• [Extracted text]:

Giter Site home page Giter Site logo

Geophile

Geophile is a Java implementation of spatial join. Given two sets of spatial objects, R and S, the spatial join is the set of pairs, ( x, y), such that x belongs to R, y belongs to S, and x and y overlap.

This implementation is built on two abstractions:

  • Index: Any key/value data structure supporting both random and sequential access. Binary trees, skiplists, and b-trees are examples of indexes that are compatible with Geophile. Hash tables are not, because they do not provide for sequential access in key order.

  • Spatial Object: Any kind of spatial object, in any number of dimensions. The implementation must provide a method that determines the relationship of the object to a box: the box is outside the spatial object; the box is contained by the spatial object; or the box overlaps the spatial object.

• [What you need to do]: Copy the stretch of the Geophile description from "This implementation is" through "in key order.", swapping "abstractions" out for "building blocks".

• [Dataset]:
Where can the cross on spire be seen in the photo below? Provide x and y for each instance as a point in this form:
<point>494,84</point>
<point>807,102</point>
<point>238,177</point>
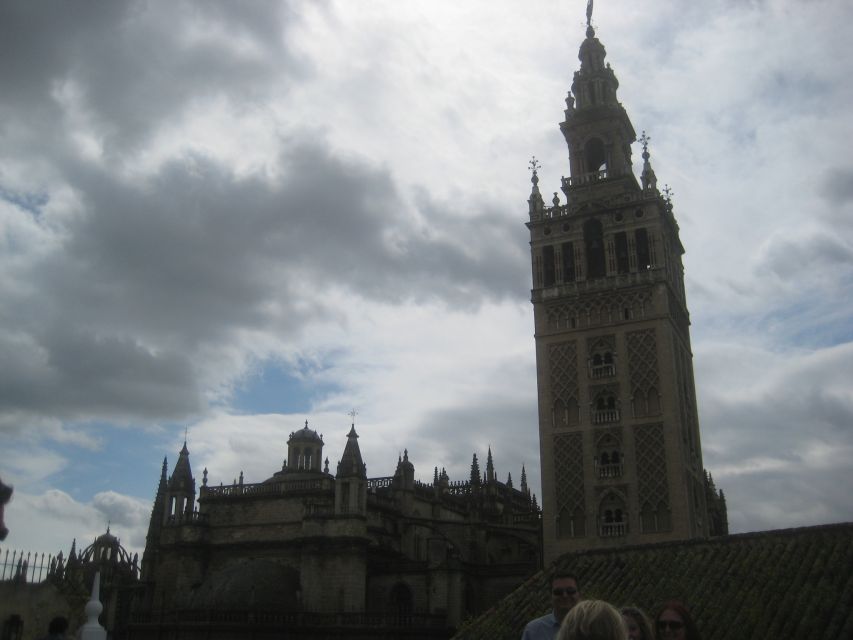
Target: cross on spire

• [Finished task]:
This implementation is built on two building blocks:

  • Index: Any key/value data structure supporting both random and sequential access. Binary trees, skiplists, and b-trees are examples of indexes that are compatible with Geophile. Hash tables are not, because they do not provide for sequential access in key order.